WHAT THIS TASK INVOLVES: Below is a set of records. Please retype every one exactly.

SOURCE DATA:
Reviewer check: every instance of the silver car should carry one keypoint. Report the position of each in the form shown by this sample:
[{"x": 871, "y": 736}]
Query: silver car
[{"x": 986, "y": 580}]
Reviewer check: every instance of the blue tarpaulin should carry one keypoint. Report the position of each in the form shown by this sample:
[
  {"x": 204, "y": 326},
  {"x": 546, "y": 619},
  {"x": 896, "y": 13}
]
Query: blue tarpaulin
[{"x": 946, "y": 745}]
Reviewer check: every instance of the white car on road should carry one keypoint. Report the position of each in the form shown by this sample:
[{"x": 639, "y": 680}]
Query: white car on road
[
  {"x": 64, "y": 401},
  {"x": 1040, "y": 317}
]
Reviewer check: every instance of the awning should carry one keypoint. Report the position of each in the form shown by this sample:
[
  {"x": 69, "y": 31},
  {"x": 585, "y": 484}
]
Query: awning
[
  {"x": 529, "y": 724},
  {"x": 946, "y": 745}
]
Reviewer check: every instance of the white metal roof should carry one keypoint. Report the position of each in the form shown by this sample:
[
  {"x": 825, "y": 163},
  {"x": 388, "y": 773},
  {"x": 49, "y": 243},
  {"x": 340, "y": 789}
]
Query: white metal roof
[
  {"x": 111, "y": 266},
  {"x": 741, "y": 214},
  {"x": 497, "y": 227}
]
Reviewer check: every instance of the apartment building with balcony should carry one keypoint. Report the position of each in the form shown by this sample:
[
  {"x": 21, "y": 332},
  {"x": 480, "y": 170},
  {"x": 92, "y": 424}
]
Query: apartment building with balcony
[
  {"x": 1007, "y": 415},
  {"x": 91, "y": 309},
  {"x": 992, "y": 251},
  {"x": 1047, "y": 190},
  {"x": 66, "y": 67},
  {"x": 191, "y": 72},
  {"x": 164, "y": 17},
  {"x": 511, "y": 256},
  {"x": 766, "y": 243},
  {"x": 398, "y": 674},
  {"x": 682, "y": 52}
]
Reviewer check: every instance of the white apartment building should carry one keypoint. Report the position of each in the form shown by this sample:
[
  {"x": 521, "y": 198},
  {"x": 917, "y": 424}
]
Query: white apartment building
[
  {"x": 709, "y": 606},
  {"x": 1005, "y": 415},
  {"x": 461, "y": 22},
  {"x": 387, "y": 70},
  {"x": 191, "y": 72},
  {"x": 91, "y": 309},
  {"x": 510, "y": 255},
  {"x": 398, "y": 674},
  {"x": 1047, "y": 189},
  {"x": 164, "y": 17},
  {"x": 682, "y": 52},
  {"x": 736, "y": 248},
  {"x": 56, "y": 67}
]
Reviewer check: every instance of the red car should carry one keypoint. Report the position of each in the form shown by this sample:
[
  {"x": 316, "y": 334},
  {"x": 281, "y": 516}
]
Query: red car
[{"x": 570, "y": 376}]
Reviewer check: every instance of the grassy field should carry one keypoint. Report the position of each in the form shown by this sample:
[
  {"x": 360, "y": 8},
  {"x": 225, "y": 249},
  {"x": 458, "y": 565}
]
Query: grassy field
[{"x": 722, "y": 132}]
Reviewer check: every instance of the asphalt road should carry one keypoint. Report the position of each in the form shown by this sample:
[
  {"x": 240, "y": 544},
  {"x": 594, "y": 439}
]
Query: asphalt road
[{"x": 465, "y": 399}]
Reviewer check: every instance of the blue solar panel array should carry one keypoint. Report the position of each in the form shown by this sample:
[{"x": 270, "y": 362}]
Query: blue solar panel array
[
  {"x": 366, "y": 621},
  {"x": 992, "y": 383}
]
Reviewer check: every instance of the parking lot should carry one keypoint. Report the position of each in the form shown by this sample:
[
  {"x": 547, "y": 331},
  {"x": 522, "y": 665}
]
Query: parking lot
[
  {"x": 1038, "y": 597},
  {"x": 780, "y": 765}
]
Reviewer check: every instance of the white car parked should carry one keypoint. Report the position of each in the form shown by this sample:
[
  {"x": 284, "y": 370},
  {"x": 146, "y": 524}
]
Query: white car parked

THE ANSWER:
Reviewer check: every instance of the silver car should carry one keypoint. Report the position of each in the form shown by this sample:
[{"x": 871, "y": 736}]
Query: silver car
[{"x": 986, "y": 580}]
Reviewer check: every instance of the blue tarpaulin should carry one keypoint. Report the position of each in the form shown by this sample:
[
  {"x": 204, "y": 326},
  {"x": 546, "y": 619},
  {"x": 896, "y": 13}
]
Query: blue tarpaulin
[{"x": 946, "y": 745}]
Reviewer check: every instance of the white car on road should carry one keypoint. Report the position of each in the form shown by this sample:
[{"x": 639, "y": 680}]
Query: white car on road
[
  {"x": 64, "y": 401},
  {"x": 1040, "y": 317}
]
Reviewer check: every instance of the awning should carry one keypoint. Report the position of each in the form shown by this sample:
[
  {"x": 69, "y": 31},
  {"x": 585, "y": 484}
]
Query: awning
[
  {"x": 529, "y": 724},
  {"x": 946, "y": 745}
]
Reviewer check: every instance of the white metal roof should carry one keypoint. Report the position of each in the form shown by this sample:
[
  {"x": 825, "y": 163},
  {"x": 388, "y": 773},
  {"x": 49, "y": 243},
  {"x": 340, "y": 789}
]
Query: white metal roof
[
  {"x": 111, "y": 266},
  {"x": 741, "y": 214},
  {"x": 497, "y": 227}
]
Reviewer check: every instance of the apartment building with balcony should carry one keypoint. Report the position of each in the form shown by this sample:
[
  {"x": 21, "y": 332},
  {"x": 480, "y": 170},
  {"x": 92, "y": 424}
]
Query: apartment building with balcony
[
  {"x": 1007, "y": 415},
  {"x": 91, "y": 309},
  {"x": 992, "y": 251},
  {"x": 1047, "y": 190},
  {"x": 66, "y": 67},
  {"x": 191, "y": 72},
  {"x": 164, "y": 17},
  {"x": 511, "y": 256},
  {"x": 766, "y": 243},
  {"x": 398, "y": 674},
  {"x": 682, "y": 52}
]
Reviewer check: every instance of the white apartment building should carry one keypoint. Report the position of each in the form shown by this sample:
[
  {"x": 521, "y": 198},
  {"x": 917, "y": 424}
]
Query: white apartment building
[
  {"x": 709, "y": 606},
  {"x": 1005, "y": 415},
  {"x": 461, "y": 22},
  {"x": 387, "y": 70},
  {"x": 191, "y": 72},
  {"x": 91, "y": 309},
  {"x": 510, "y": 255},
  {"x": 398, "y": 674},
  {"x": 1047, "y": 189},
  {"x": 164, "y": 17},
  {"x": 682, "y": 52},
  {"x": 736, "y": 248},
  {"x": 56, "y": 67}
]
Reviewer check: every instance of the red car should carry one keypoint. Report the position of each in the form shown by this sample:
[
  {"x": 316, "y": 334},
  {"x": 281, "y": 516}
]
Query: red car
[{"x": 570, "y": 376}]
Reviewer check: every instance of the grassy field should carry one keypoint. Report the position of each in the form shown by this sample:
[
  {"x": 360, "y": 8},
  {"x": 225, "y": 249},
  {"x": 458, "y": 565}
]
Query: grassy field
[{"x": 722, "y": 132}]
Reviewer check: every instance of the asphalt road should carry one keypoint. Report the position of each in the form shown by this sample:
[
  {"x": 240, "y": 544},
  {"x": 594, "y": 439}
]
Query: asphalt road
[{"x": 465, "y": 399}]
Reviewer check: every instance of the blue solar panel array should carry one keypoint. Report the position of each in the form shown by this sample:
[{"x": 270, "y": 362}]
Query: blue solar panel array
[
  {"x": 366, "y": 621},
  {"x": 992, "y": 383}
]
Reviewer check: every instance of the parking lot should carry one keypoint. Report the position of each in the form shown by this sample:
[
  {"x": 547, "y": 331},
  {"x": 522, "y": 665}
]
Query: parking lot
[
  {"x": 1038, "y": 597},
  {"x": 780, "y": 765}
]
Reviewer check: every instance of the white car parked should carry one keypoint. Report the position of each in the form shown by this sample:
[
  {"x": 284, "y": 370},
  {"x": 146, "y": 524}
]
Query: white car parked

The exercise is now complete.